Estratto della pagina -

Il teatro di Falerio Picenus è da sempre l’attrazione principale dell’area archeologica, e ben a ragione. Ancora oggi utilizzato per una variegata programmazione di spettacoli, si tratta del più piccolo teatro romano della regione Marche (cavea di 39 m e orchestra di 18), ma anche forse del meglio conservato. La struttura che presenta spalti appoggiati su un terrapieno imbrigliato da eleganti murature, si data in base alle tecniche costruttive all’età augustea, quando avviene la monumentalizzazione della città, nel programma di propaganda politica di Augusto i teatri hanno un ruolo fondamentale, ma continuò ad essere abbellita per secoli, come attestano le epigrafi rinvenute nel teatro stesso e nelle aree limitrofe, sotto l’Imperatore Claudio (41-54 d.C.), Commodo (177-192 d.C.) e Probo (276-282). Una antica sacerdotessa faleronense poi, Antonia Picentina, nella seconda metà del II d.C. completò la decorazione del teatro con una serie di statue. Non sappiamo esattamente quali, ma da epigrafi, frammenti di statue stesse e descrizioni dei primi scavatori nel Settecento e Ottocento sappiamo che vi erano due cicli statuari: uno dedicato agli dei e uno alla famiglia imperiale.

La struttura era magnifica, dovete immaginarla ricoperta di marmi preziosi provenienti da ogni parte dell’impero, stucchi dai colori vivaci e con alcune repliche delle statue più famose del mondo antico, fra cui il celebre “Augusto di Pima Porta” e una Venere come quella di Milo! Una delle statue da Falerone poi è oggi esposta al Louvre! Abbiamo scritto “dovete immaginare”, ma, grazie al progetto RAV60 (Comune di Falerone con finanziamento Regione Marche, Studio 111 di L. Tampieri e G. Canuti, consulenza scientifica P. Storchi) potete vedere tutto questo in una suggestiva ricostruzione tridimensionale immersiva, particolarmente affascinante se ammirata sul posto

L’ANFITEATRO

A differenza del teatro (quasi interamente conservato) non molto resta dell’anfiteatro di Falerone, il luogo degli spettacoli cruenti, dove fiere e uomini si scontravano, dove duellavano straordinari atleti, dove avvenivano le esecuzioni capitali. Esso è stato purtroppo depredato nel tempo non solo delle sue finissime decorazioni, ma perfino dei mattoni, riutilizzati nelle case del paese attuale, e se ne può apprezzare oggi soltanto parte del nucleo cementizio, solo per circa la metà e del solo anello esterno. Nonostante questo la cura degli abitanti e delle amministrazioni ne fa un gioiello da ammirare e ora potete “vedere” com’era un tempo con la ricostruzione tridimensionale!

La struttura aveva originariamente forma ellittica (per essere precisi, una curva policentrica, ritenuta ideale per permettere a tutti di assistere agli spettacoli che avvenivano al centro dell’arena), ed era un imponente edificio di ben 92 x 80 m circa, edificato verosimilmente nel I sec d.C., forse in età Giulio-Claudia (prima metà del I sec. d.C.).

Consegna -
Trascrivi il testo sul teatro e l'anfiteatro di Falerone da "La struttura aveva" fino a "I sec. d.C.)." compreso, mettendo "ovale" al posto di "ellittica".

Dati grezzi -
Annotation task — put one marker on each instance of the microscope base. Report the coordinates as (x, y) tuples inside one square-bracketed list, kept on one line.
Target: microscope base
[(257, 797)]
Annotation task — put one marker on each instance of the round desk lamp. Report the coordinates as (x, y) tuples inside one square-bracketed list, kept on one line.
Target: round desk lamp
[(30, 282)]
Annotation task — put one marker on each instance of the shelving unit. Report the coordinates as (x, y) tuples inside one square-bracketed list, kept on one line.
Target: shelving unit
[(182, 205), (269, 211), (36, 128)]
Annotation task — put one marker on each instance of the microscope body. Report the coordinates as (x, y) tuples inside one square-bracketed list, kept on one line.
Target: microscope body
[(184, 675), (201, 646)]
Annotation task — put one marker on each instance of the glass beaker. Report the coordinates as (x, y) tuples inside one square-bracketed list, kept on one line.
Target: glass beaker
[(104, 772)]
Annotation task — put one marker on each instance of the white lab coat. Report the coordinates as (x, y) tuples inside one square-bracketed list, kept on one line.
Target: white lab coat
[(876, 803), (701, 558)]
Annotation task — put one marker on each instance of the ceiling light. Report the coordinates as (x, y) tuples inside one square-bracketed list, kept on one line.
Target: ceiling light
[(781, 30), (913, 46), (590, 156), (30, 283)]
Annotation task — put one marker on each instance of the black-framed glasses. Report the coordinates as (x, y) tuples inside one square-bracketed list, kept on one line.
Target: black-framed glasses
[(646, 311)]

Risposta all'esercizio -
La struttura aveva originariamente forma ovale (per essere precisi, una curva policentrica, ritenuta ideale per permettere a tutti di assistere agli spettacoli che avvenivano al centro dell’arena), ed era un imponente edificio di ben 92 x 80 m circa, edificato verosimilmente nel I sec d.C., forse in età Giulio-Claudia (prima metà del I sec. d.C.).